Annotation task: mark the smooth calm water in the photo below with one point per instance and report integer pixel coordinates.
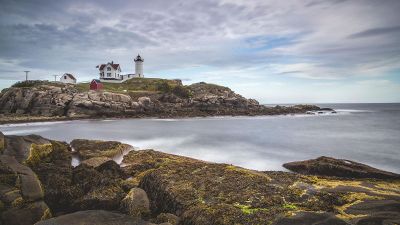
(368, 133)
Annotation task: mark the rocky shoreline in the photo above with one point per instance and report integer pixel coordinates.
(38, 185)
(58, 102)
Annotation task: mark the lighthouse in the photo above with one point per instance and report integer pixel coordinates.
(138, 66)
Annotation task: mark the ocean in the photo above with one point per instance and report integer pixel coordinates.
(366, 133)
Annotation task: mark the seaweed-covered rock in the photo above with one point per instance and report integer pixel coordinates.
(94, 148)
(166, 218)
(101, 191)
(327, 166)
(303, 218)
(94, 217)
(52, 165)
(136, 203)
(19, 146)
(31, 189)
(209, 193)
(96, 161)
(27, 214)
(2, 143)
(103, 197)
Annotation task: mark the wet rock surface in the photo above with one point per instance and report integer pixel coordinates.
(170, 189)
(327, 166)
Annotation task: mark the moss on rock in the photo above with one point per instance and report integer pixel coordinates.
(38, 153)
(95, 148)
(2, 143)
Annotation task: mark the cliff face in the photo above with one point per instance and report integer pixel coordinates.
(199, 99)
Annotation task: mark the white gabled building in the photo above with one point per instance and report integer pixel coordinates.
(68, 78)
(110, 71)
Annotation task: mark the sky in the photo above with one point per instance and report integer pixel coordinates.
(294, 51)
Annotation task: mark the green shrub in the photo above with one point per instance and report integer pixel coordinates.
(182, 91)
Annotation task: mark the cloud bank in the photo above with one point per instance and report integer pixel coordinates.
(276, 51)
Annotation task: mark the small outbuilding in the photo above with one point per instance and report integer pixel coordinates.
(96, 85)
(68, 78)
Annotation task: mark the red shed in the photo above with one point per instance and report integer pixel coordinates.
(96, 85)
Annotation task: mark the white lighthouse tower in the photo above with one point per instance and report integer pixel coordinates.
(139, 66)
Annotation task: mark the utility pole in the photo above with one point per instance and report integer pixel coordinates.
(55, 78)
(26, 74)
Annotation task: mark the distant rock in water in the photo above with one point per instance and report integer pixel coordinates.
(327, 166)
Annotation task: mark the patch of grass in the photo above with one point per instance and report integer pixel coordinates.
(290, 206)
(35, 83)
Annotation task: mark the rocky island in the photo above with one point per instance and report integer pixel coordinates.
(38, 185)
(144, 97)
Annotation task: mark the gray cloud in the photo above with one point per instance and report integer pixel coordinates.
(59, 36)
(376, 32)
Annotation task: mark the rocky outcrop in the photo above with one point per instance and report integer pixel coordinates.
(136, 203)
(170, 189)
(21, 194)
(87, 149)
(94, 217)
(59, 101)
(327, 166)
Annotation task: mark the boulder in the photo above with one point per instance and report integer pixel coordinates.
(100, 190)
(28, 214)
(87, 149)
(302, 218)
(94, 217)
(96, 161)
(19, 146)
(327, 166)
(167, 218)
(2, 143)
(136, 203)
(103, 197)
(31, 188)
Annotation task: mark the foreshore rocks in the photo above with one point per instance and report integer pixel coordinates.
(152, 187)
(65, 101)
(327, 166)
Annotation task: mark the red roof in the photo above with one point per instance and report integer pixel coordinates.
(115, 66)
(70, 76)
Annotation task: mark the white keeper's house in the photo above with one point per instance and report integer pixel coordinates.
(111, 72)
(68, 78)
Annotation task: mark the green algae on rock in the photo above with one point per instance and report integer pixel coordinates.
(327, 166)
(95, 148)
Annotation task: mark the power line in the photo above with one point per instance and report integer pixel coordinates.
(55, 78)
(26, 74)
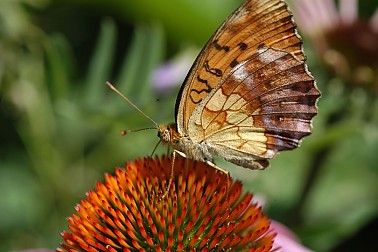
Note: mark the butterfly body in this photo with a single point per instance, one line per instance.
(249, 94)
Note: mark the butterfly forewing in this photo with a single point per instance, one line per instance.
(255, 23)
(264, 105)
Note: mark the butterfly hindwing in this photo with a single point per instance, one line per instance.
(255, 23)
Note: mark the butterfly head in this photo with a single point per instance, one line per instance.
(167, 133)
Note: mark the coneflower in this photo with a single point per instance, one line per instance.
(203, 210)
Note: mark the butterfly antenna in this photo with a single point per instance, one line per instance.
(130, 102)
(125, 132)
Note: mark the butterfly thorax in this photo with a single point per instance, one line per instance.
(169, 134)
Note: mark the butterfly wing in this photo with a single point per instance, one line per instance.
(264, 105)
(255, 23)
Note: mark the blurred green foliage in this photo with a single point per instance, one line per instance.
(60, 123)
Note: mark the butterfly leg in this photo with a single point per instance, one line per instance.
(172, 170)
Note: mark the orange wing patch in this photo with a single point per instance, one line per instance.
(263, 106)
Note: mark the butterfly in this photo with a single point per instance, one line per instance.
(248, 94)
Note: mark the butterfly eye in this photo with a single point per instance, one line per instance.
(166, 136)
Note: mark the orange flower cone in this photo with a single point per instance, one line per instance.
(204, 210)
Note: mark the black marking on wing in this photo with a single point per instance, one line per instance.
(219, 47)
(207, 89)
(215, 71)
(242, 46)
(234, 63)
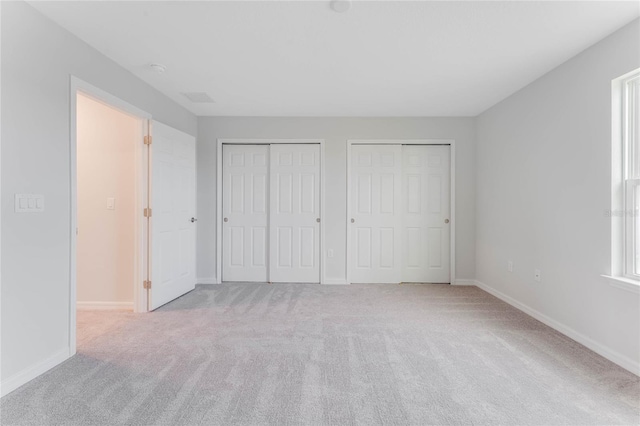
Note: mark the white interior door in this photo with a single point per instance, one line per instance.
(294, 213)
(376, 214)
(426, 209)
(244, 207)
(173, 204)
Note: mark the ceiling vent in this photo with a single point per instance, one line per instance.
(199, 97)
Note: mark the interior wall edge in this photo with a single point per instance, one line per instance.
(22, 377)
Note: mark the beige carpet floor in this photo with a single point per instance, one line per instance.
(337, 355)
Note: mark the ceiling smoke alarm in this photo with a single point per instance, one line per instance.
(199, 97)
(159, 68)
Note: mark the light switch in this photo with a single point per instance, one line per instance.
(29, 203)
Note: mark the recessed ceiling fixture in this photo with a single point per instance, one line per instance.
(159, 68)
(199, 97)
(340, 6)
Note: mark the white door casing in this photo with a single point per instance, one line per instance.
(245, 207)
(376, 213)
(426, 210)
(173, 204)
(294, 213)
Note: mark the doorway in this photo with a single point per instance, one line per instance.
(270, 205)
(159, 217)
(106, 233)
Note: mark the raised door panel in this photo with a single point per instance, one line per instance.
(425, 216)
(173, 200)
(245, 201)
(295, 196)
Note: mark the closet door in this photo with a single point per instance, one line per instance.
(295, 213)
(425, 213)
(245, 205)
(376, 213)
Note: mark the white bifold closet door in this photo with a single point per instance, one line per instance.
(376, 173)
(400, 208)
(426, 209)
(271, 208)
(173, 203)
(295, 213)
(245, 200)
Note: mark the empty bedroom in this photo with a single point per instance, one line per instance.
(320, 212)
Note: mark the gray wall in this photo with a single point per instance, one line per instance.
(543, 186)
(37, 59)
(336, 132)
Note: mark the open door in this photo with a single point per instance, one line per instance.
(172, 222)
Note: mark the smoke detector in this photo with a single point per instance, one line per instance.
(199, 97)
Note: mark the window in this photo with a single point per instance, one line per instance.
(630, 167)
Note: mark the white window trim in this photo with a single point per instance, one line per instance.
(622, 274)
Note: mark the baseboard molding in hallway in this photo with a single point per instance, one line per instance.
(613, 356)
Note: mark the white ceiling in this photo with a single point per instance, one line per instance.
(300, 58)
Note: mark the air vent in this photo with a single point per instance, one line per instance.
(199, 97)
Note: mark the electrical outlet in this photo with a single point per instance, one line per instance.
(29, 203)
(537, 275)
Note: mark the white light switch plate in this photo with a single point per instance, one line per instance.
(29, 203)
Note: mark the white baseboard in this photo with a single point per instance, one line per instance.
(207, 280)
(332, 281)
(613, 356)
(28, 374)
(464, 281)
(104, 306)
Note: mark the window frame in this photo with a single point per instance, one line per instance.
(628, 120)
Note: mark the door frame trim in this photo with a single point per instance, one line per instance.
(78, 86)
(218, 219)
(452, 195)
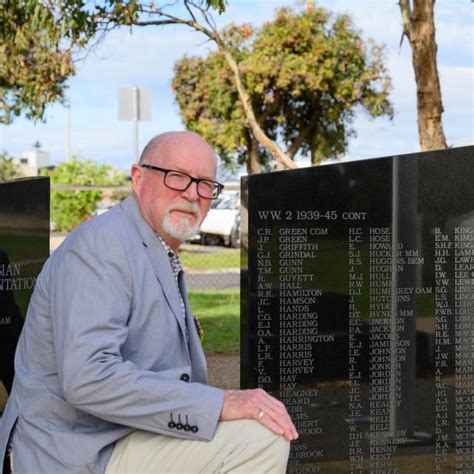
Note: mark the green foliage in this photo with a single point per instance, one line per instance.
(69, 208)
(219, 314)
(306, 73)
(35, 60)
(210, 260)
(38, 38)
(8, 169)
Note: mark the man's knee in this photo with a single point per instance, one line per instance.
(252, 436)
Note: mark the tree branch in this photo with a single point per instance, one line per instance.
(277, 153)
(405, 9)
(295, 146)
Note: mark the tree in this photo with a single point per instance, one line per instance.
(70, 208)
(36, 59)
(305, 75)
(419, 28)
(8, 169)
(80, 22)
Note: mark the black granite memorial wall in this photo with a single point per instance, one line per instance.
(24, 247)
(358, 310)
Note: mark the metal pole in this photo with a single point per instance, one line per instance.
(68, 125)
(135, 123)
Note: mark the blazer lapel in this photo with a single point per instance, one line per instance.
(196, 352)
(158, 258)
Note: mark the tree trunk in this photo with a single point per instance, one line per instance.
(419, 28)
(253, 165)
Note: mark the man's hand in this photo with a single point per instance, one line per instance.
(260, 406)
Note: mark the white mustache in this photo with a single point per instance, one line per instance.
(186, 206)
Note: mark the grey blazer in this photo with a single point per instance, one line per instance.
(105, 350)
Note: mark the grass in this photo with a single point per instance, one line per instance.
(219, 314)
(208, 261)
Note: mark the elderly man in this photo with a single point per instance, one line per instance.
(110, 372)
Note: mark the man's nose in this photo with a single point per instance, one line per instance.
(191, 193)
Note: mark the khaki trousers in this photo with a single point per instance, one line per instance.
(242, 446)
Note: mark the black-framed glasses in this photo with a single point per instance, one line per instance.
(180, 181)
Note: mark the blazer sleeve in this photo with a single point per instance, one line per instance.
(91, 295)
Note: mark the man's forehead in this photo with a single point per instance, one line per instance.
(185, 157)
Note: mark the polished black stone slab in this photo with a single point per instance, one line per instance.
(24, 247)
(358, 309)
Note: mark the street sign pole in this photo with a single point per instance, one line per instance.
(135, 122)
(135, 106)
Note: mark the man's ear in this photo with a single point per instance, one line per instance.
(137, 177)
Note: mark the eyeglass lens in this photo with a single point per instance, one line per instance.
(180, 182)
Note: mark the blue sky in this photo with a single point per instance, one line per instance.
(145, 58)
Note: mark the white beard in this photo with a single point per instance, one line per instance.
(184, 228)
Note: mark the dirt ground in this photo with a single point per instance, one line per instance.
(224, 369)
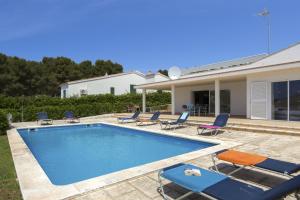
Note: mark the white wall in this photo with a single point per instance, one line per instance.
(102, 86)
(184, 95)
(269, 77)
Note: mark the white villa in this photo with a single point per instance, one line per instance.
(255, 87)
(117, 84)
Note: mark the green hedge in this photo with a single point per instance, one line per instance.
(3, 123)
(83, 106)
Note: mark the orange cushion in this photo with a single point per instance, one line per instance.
(241, 158)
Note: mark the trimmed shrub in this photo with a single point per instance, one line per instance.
(3, 123)
(83, 106)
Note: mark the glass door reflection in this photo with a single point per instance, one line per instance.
(280, 100)
(294, 95)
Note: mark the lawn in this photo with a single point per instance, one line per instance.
(9, 187)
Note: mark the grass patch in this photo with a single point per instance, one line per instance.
(9, 187)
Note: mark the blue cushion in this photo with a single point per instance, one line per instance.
(230, 189)
(194, 183)
(282, 189)
(279, 166)
(221, 120)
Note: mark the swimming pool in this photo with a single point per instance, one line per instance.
(69, 154)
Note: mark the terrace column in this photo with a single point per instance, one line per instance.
(217, 97)
(173, 99)
(144, 100)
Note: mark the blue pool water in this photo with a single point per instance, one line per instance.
(70, 154)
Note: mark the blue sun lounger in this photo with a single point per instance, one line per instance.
(153, 119)
(214, 185)
(219, 123)
(133, 118)
(43, 118)
(70, 117)
(178, 123)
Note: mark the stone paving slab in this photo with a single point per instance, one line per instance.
(277, 146)
(144, 187)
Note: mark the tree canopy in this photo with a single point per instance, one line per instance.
(22, 77)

EXERCISE DIRECTIONS.
From the line holding "Note: mark the trimmed" through the last line above, reproduce each line exactly and add nothing.

RESPONSE TO THE EXERCISE.
Note: mark the trimmed shrub in this photo with a single point per instance, one line per instance.
(3, 123)
(83, 106)
Note: mark the glass door reflection in this photo with a single point per instance, one line per instance.
(280, 100)
(294, 95)
Note: mark the lawn in this photo with a single point per instance, one line per instance.
(9, 187)
Note: mark the grass patch in this photo with a single point per instance, one line per instance.
(9, 187)
Note: mark the blue cushion in this photo with a single point per instance, one line per instance.
(230, 189)
(194, 183)
(282, 189)
(279, 166)
(221, 120)
Note: mark the swimming pool in this photo with a single point per instance, one line per instance.
(69, 154)
Note: mark the terrace column in this photo with a single point per instance, one line per instance.
(217, 97)
(173, 99)
(144, 100)
Note: mark the blue pool water in this photo with a single point per instance, one line per instance.
(70, 154)
Note: mark the blue sun lounger in this photo with a single point per instance, one line per instance.
(153, 119)
(214, 185)
(219, 123)
(133, 118)
(43, 118)
(70, 117)
(178, 123)
Note: mark the stone paving slab in this photo with a single point per instance, one line per instance.
(277, 146)
(144, 187)
Note: mark the tree canopy in this photo with a single point per instance, one line per instance.
(22, 77)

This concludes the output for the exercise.